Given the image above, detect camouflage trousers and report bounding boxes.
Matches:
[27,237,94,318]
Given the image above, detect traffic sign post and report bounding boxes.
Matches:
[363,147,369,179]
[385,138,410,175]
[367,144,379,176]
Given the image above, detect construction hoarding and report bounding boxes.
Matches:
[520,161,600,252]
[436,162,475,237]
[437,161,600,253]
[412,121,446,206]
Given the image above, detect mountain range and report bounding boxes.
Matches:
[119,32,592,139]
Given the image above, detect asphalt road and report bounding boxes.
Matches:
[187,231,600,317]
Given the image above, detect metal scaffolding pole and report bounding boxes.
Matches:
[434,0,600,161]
•••
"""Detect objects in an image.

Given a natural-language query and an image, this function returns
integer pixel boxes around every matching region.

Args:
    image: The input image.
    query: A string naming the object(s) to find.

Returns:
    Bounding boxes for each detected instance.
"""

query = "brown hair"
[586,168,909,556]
•••
EXERCISE TASK:
Find each line in the material above that contains the word "Given" and copy those lines.

WRITTEN SOLUTION:
Given the image above, detect camouflage trousers and report bounding boxes.
Given the image above, detect traffic sign post and report bounding boxes.
Given the image above, detect construction hoarding and report bounding boxes.
Given the image above, detect mountain range and report bounding boxes.
Given the image above, detect asphalt road and report bounding boxes.
Given the image above, detect metal scaffolding pole and report bounding boxes.
Given a natural-language query and an image, this function returns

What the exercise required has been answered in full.